• _The task_:
Work out how many lines in the data hold the word "instance", and reply with that number only.

*** Opening of Supplied data ***

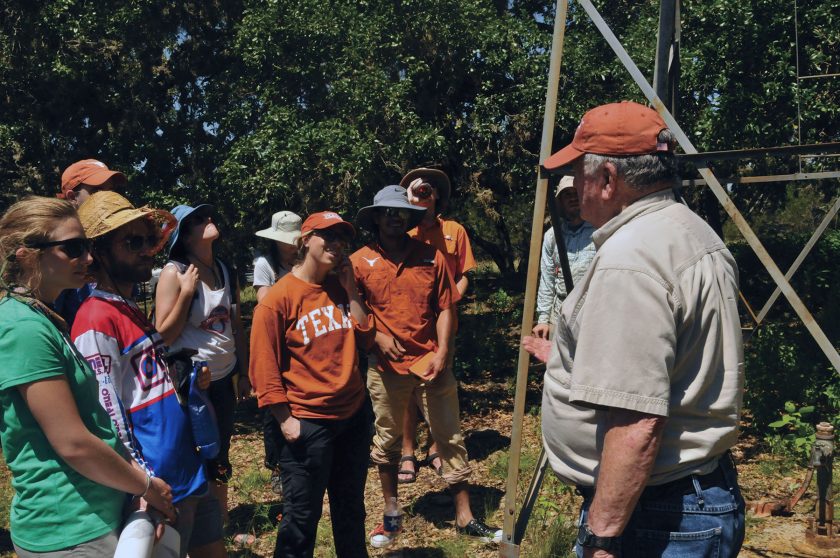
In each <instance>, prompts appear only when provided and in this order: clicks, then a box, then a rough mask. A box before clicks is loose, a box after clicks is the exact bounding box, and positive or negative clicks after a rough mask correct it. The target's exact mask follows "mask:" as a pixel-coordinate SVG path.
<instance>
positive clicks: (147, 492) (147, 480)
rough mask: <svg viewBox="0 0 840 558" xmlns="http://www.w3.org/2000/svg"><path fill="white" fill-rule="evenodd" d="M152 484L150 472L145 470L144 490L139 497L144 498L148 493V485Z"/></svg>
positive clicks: (148, 490)
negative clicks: (145, 472) (141, 493)
mask: <svg viewBox="0 0 840 558" xmlns="http://www.w3.org/2000/svg"><path fill="white" fill-rule="evenodd" d="M150 486H152V474H151V473H150V472H148V471H146V490H144V491H143V494H140V496H139V498H145V497H146V494H148V493H149V487H150Z"/></svg>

*** Close of Supplied data ***

• _Task output_:
2